Stated exercise A = Translate this sentence from the market commentary into Spanish: "Volume rose; breadth was mixed."
Stated exercise B = According to the market commentary, what is the Dow's short term trading range?
Stated exercise C = Write the next part of the market commentary, picking up after its last sentence.

Passage =
begin
The Morning Call
8/6/15
The
Market
Technical
The indices
(DJIA 17540, S&P 2099) continued out of sync yesterday. The Dow fell ending [a] below its 100 and 200
day moving averages, both of which represent resistance, [b] in a short term trading
range {17385-18295}, [c] in an intermediate term trading range {15842-18295}
and [d] in a long term uptrend {5369-19175}.
The S&P was
up, finishing back above its 100 day moving average and the lower boundary of
its short term uptrend, voiding the challenges to each. It remains in uptrends across all timeframes
(2095-3074, 1880-2646, 797-2145).
Volume rose;
breadth was mixed. The VIX fell, closing
below its 100 day moving average and remaining within a short term trading
range, an intermediate term downtrend and a long term trading range (remains a
plus for stocks).
end
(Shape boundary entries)
begin
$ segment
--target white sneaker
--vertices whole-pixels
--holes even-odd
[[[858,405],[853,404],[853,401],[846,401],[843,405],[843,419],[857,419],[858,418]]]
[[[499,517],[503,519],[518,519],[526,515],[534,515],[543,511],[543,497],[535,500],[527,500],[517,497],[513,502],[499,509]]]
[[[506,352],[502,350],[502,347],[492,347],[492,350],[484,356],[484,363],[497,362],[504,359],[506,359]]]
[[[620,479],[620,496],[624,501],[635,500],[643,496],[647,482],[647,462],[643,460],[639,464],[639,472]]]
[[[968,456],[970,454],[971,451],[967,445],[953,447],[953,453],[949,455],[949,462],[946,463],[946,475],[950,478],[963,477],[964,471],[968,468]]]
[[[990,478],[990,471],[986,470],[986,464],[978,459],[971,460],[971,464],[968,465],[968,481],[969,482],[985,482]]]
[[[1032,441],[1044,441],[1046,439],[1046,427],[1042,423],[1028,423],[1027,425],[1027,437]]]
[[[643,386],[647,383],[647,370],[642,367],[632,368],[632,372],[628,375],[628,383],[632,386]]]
end
Right answer A = El volumen subió; la amplitud del mercado fue mixta.

Right answer B = 17385-18295

Right answer C =
The long
Treasury declined. It closed back below its
100 day moving average, voiding Tuesday’s break and below the lower boundary of
a very short term uptrend, which will be negated if it remains below that level
at the close today. This pin action
likely reflecting sentiment that a rate hike is coming soon.
GLD was down,
remaining below its 100 day moving average and in downtrends across all
timeframes.
Oil fell, finishing
below its 100 day moving average and within short and intermediate term downtrends.
The dollar also declined, remaining above its 100 day moving average and within
short and intermediate term trading ranges.
Bottom line: the
S&P’s rally yesterday eliminated all challenges to support. Of course, it remains near its 100 day moving
average and the lower boundary of its short term uptrend; so it could easily
mount another assault on those boundaries.
The Dow, on the other hand, made no attempt to recoup recent
losses. The longer it remains below the
boundaries that it has re-set, the stronger they become. So the central technical question remains,
which of the indices will change direction and re-sync with its partner?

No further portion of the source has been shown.